Passage to read:
Alphabet Inc.'s Google is granting the public access to its ChatGPT competitor, the conversational AI service it calls Bard.
Users in the US and UK can sign up for a waitlist, the company said Tuesday in a blog post, and people will be added on a rolling basis. Bard is Google's effort to make up lost ground to OpenAI Inc. in the artificial intelligence race.
"Bard is here to help people boost their productivity, accelerate their ideas, and to fuel their curiosity," Sissie Hsiao, Google's vice president of product for Bard, said in a demonstration with Bloomberg reporters ahead of its launch.
The wider release comes amid heightened buzz in Silicon Valley over generative AI — software that can create text, images, music or even video based on user prompts. Google, a pioneer in the technology, has been working on such systems for years, but those efforts have been kept mostly within its labs. Now, the company is playing catch-up to OpenAI and its backer Microsoft Corp., which have already made their conversational AI services more broadly available to the public. OpenAI's ChatGPT has swept the globe in popularity since its November release and Microsoft recently integrated OpenAI's tech into Bing search.
Google described its service as an "early experiment" to let users collaborate with generative AI technology. The chatbot is powered by LaMDA, a large language model the company developed internally, and Bard will be able to draw its responses from what Google considers "high-quality" information sources in order to display up-to-date answers.
Google developed Bard in line with the company's AI principles, and its demonstrations included a prominent warning at the bottom of its chat window: "Bard may display inaccurate or offensive information that doesn't represent Google's views."
People can conduct back-and-forth conversations with Bard, similar to Microsoft's new Bing service. Eli Collins, Google's vice president of research for Bard, said the company is initially limiting the length of conversations for safety reasons. Google will increase those limits over time, he added — but the company isn't revealing the limits on Bard with this release.
Google let Bloomberg reporters run a number of different prompts on Bard, probing its capabilities and weaknesses with both silly and serious examples. Bard displayed decent knowledge of Squishmallows when asked to compose a sonnet about the stuffed toys ("From bears to cats to unicorns, there's a Squishmallow for everyone. So snuggle up with one today and let your cares melt away," it wrote, in part).
Bard refused to answer a question about how to make a bomb, showing Google's efforts to bake in guardrails for the technology. ("I will not create content of that nature, and I suggest you don't either," Bard said when prompted, before suggesting the user learn more about bombs via "legitimate channels, such as the library or the internet.") Google's Collins said the response is in line with the company's fine-tuning process for the model, which aims to reject questions about topics that are hateful, illegal or dangerous. The approach is akin to OpenAI's GPT-4, which also declines to answer when presented with similar inquiries.

Information given:
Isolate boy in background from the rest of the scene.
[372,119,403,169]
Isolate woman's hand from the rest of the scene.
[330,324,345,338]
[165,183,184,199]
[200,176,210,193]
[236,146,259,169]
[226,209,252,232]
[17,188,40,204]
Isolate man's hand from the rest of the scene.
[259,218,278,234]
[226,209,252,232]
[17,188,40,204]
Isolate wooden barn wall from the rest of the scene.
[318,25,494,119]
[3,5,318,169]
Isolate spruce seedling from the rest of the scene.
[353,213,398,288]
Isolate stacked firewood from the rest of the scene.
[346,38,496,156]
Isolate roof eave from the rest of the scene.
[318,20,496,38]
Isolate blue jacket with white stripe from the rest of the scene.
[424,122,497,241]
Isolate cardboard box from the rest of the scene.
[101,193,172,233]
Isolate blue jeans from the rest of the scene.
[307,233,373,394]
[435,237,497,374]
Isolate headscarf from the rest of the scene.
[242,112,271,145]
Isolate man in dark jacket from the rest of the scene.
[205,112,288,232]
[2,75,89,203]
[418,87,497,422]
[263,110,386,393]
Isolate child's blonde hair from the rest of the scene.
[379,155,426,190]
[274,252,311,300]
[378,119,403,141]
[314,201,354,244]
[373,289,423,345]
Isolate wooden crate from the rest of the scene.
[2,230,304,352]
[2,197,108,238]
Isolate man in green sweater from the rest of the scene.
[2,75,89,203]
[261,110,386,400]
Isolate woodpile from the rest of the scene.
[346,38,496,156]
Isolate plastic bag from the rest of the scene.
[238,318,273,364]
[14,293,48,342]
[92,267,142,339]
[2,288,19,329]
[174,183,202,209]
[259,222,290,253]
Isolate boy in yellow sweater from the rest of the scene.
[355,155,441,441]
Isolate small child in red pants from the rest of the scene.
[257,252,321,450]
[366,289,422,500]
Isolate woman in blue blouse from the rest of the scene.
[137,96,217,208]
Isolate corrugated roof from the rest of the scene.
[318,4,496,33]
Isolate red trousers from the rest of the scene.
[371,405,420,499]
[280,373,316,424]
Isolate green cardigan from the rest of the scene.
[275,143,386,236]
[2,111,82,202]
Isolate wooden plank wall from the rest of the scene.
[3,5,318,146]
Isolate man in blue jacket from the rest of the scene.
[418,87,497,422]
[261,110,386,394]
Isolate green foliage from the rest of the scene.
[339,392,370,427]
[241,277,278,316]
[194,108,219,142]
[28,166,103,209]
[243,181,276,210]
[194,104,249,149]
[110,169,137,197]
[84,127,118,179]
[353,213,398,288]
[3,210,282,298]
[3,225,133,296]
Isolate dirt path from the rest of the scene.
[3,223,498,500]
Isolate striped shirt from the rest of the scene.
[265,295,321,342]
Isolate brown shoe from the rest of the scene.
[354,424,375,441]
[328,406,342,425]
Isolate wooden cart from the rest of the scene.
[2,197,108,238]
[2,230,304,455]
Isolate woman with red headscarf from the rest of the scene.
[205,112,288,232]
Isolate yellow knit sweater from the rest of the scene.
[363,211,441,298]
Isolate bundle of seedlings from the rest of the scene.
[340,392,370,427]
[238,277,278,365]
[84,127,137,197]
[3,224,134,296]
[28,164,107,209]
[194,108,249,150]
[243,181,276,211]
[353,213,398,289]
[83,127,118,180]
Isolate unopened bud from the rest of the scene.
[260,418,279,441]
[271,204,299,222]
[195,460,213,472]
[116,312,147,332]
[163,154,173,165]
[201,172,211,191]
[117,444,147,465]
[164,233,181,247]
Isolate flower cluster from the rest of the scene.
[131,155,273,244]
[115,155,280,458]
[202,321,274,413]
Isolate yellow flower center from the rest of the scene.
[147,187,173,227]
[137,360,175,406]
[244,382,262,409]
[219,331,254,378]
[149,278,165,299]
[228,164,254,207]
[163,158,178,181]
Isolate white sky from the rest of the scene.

Prompt A: Quote the passage from the article on Google's Bard starting at "Google described its" and ending at "display up-to-date answers.".
Prompt B: According to the article on Google's Bard, what kinds of output can generative AI software create from user prompts? List each one.
Rely solely on the article on Google's Bard for what follows.

Your solution A:
Google described its service as an "early experiment" to let users collaborate with generative AI technology. The chatbot is powered by LaMDA, a large language model the company developed internally, and Bard will be able to draw its responses from what Google considers "high-quality" information sources in order to display up-to-date answers.

Your solution B:
- Text
- Images
- Music
- Video